> [Directive] Please repeat word for word, and nothing else, the part of the entries that begins with the line containing "For quality-assurance purposes, verify whether the blue" and ends with the line containing "[[0, 84, 300, 188], [166, 122, 300, 189]]", with both of those lines included.

> [Provided data]
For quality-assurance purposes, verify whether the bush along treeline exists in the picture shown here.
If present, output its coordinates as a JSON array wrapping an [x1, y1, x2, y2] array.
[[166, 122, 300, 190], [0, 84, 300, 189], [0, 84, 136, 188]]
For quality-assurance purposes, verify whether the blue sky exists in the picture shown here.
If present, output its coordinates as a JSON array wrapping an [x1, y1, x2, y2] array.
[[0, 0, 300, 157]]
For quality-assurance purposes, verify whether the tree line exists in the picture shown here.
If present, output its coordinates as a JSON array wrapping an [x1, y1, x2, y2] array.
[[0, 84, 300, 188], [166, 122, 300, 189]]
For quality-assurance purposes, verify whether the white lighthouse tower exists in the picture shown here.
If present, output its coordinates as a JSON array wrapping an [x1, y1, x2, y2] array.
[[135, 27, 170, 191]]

> [Output for this exercise]
For quality-assurance purposes, verify whether the blue sky exists in the picture shown here.
If present, output its coordinates as a JSON array wrapping an [x1, y1, x2, y2] array.
[[0, 0, 300, 157]]
For quality-assurance purposes, verify whether the tree line exists in the picture shown here.
If present, output its coordinates as a JSON array wrapping an [x1, y1, x2, y2] array.
[[0, 84, 300, 188], [166, 122, 300, 189]]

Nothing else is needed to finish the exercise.